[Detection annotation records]
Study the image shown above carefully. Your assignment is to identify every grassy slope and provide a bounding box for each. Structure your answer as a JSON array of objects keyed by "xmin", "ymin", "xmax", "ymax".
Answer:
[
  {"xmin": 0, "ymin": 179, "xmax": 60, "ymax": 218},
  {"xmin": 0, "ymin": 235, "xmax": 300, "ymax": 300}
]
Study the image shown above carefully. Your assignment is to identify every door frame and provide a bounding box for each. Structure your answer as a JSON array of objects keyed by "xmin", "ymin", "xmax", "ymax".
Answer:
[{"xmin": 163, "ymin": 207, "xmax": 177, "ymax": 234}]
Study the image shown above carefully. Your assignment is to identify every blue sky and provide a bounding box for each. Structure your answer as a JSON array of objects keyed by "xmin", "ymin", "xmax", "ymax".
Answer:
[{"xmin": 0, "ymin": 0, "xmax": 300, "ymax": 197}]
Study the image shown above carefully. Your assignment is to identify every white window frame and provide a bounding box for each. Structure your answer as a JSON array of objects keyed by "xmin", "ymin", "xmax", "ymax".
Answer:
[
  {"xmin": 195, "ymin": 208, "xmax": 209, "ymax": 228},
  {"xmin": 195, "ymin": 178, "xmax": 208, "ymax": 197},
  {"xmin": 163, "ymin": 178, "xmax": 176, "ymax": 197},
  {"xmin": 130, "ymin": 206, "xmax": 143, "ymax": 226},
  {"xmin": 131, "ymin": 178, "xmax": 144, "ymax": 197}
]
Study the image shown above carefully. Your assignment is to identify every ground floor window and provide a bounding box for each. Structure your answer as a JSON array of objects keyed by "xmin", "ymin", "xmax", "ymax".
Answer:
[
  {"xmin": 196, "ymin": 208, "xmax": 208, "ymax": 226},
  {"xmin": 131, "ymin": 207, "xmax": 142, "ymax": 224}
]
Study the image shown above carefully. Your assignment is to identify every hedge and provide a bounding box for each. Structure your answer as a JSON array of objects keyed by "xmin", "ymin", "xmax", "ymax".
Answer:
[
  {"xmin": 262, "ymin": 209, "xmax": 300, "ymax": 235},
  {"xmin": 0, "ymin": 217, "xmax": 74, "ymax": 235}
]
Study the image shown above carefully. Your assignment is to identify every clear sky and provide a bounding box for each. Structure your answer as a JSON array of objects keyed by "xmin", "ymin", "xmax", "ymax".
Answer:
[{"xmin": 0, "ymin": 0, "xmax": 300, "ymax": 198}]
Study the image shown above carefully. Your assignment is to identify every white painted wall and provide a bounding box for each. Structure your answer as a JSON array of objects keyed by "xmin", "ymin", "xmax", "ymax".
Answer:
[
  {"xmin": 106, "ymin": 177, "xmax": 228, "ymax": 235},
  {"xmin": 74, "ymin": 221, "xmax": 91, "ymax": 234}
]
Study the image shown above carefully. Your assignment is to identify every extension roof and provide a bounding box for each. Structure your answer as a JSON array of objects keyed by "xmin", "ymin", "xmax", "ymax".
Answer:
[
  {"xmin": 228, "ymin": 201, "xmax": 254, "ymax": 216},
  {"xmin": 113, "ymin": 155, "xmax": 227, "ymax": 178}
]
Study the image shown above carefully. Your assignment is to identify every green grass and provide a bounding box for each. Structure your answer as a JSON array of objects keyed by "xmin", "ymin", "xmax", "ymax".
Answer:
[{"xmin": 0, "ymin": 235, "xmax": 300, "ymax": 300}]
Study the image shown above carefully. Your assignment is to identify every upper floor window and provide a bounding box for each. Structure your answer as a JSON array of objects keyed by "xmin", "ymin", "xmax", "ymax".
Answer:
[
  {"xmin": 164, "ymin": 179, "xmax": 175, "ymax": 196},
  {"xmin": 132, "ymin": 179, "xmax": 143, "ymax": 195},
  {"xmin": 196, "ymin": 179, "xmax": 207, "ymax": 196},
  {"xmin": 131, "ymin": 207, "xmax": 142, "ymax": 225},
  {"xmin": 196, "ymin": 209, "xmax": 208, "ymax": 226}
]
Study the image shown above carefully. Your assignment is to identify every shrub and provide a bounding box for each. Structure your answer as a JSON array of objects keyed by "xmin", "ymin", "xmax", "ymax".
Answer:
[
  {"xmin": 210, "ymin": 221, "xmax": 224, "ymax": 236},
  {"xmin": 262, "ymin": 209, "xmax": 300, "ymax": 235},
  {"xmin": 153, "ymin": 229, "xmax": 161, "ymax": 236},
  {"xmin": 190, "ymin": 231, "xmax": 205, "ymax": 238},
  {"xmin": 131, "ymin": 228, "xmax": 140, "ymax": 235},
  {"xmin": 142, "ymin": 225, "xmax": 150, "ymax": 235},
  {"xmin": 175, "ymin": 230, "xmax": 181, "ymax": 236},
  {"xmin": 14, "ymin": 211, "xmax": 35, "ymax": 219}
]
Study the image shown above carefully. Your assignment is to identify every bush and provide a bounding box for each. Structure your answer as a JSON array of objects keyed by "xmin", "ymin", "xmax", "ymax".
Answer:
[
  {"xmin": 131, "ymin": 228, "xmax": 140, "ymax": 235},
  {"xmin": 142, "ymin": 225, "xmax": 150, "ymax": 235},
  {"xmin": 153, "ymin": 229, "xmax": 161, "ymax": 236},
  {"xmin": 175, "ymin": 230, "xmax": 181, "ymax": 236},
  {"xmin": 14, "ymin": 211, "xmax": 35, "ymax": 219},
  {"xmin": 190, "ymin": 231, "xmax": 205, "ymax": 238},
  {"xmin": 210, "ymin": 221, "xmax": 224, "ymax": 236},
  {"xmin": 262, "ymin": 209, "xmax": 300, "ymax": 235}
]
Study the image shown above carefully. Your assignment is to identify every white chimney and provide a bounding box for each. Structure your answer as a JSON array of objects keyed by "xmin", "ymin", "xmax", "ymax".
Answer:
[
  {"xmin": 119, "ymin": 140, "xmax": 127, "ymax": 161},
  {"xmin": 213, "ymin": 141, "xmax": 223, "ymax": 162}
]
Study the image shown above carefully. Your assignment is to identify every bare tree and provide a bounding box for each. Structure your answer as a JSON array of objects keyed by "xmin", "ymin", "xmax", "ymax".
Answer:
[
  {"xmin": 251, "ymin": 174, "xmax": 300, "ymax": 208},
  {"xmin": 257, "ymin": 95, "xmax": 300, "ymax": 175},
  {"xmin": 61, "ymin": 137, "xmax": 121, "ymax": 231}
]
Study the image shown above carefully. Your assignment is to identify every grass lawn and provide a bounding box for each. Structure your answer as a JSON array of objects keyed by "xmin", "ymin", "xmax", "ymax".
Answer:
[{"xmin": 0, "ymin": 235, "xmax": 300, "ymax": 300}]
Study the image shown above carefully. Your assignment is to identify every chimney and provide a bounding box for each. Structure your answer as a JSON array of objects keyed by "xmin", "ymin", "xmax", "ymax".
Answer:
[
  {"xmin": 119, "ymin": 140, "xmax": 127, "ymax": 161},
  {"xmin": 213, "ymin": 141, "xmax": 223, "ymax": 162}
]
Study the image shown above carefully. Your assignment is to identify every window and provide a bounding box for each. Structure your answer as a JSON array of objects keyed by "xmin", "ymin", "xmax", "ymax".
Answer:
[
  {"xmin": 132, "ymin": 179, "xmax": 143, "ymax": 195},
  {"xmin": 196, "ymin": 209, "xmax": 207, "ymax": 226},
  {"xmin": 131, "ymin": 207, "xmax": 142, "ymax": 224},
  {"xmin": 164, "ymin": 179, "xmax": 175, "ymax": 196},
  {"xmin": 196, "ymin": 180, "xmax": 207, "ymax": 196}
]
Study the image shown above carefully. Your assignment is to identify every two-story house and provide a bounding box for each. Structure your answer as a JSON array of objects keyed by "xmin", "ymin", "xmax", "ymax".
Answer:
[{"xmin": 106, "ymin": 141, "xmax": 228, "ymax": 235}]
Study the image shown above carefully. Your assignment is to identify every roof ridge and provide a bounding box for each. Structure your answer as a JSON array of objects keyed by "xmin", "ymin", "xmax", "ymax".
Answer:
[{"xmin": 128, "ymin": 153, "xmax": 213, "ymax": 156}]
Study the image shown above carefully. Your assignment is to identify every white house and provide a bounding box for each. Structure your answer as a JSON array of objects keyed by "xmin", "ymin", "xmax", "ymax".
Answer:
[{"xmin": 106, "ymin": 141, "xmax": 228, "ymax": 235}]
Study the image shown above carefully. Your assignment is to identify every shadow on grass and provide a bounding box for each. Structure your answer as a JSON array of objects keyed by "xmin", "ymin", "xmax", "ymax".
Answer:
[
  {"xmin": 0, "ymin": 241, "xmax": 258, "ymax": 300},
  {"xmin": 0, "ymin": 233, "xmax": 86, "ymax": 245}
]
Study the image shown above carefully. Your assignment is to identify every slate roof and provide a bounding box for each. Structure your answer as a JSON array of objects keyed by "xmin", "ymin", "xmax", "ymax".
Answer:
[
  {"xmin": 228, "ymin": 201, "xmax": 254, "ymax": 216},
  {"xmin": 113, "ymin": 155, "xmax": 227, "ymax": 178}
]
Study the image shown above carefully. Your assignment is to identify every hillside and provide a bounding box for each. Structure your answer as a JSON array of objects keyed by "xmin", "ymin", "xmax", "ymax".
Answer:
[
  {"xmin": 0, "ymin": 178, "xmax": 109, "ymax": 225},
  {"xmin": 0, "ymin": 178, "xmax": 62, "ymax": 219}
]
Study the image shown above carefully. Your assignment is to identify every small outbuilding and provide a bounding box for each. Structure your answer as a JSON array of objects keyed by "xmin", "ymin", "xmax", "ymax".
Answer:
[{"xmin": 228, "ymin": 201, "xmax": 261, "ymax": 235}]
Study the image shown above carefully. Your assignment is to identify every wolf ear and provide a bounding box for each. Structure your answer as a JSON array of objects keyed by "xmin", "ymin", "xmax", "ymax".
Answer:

- [WHAT THE EXERCISE ASKS]: Reproduce the lines of the listing above verbatim, beginning with the line that contains "every white house" and continuing through the end of the listing.

- [TASK SOLUTION]:
Study the image shown above carefully. Your assignment is to identify every white house and provide a bounding box for each. Structure your answer as a JSON array of objects keyed by "xmin", "ymin", "xmax", "ymax".
Answer:
[{"xmin": 106, "ymin": 141, "xmax": 228, "ymax": 235}]
Study the image shown above carefully. Your assignment is to identify every shadow on grass and provide a bounding box for each. Structure your answer as a JSON array of objects keyed by "xmin", "ymin", "xmax", "ymax".
Answer:
[
  {"xmin": 0, "ymin": 241, "xmax": 258, "ymax": 300},
  {"xmin": 0, "ymin": 233, "xmax": 86, "ymax": 245}
]
Study the image shown above carefully. Your assignment is to identify every slate roof and provide a bounding box for each. Structure your answer as a JSON array of objects keyed by "xmin", "ymin", "xmax", "ymax".
Answer:
[
  {"xmin": 228, "ymin": 201, "xmax": 254, "ymax": 216},
  {"xmin": 113, "ymin": 155, "xmax": 227, "ymax": 178}
]
Study the image shown above carefully. Your assignment is to identify every hillside and provide a bounding box for each. Structure your answer as a JSON array of objects keyed by "xmin", "ymin", "xmax", "ymax".
Answer:
[
  {"xmin": 0, "ymin": 178, "xmax": 109, "ymax": 225},
  {"xmin": 0, "ymin": 178, "xmax": 62, "ymax": 219}
]
Study the image shown above carefully. Your assignment is to identify every small outbuilding and provide a bounding box for each. Structure your answer as a JSON array of objects keyed by "xmin", "ymin", "xmax", "ymax".
Answer:
[{"xmin": 228, "ymin": 201, "xmax": 261, "ymax": 235}]
Study the image shown above carefully. Your assignment is to identify every wolf ear and provide a bounding box for each. Structure your answer as a JSON array of objects keyed by "xmin", "ymin", "xmax", "ymax".
Answer:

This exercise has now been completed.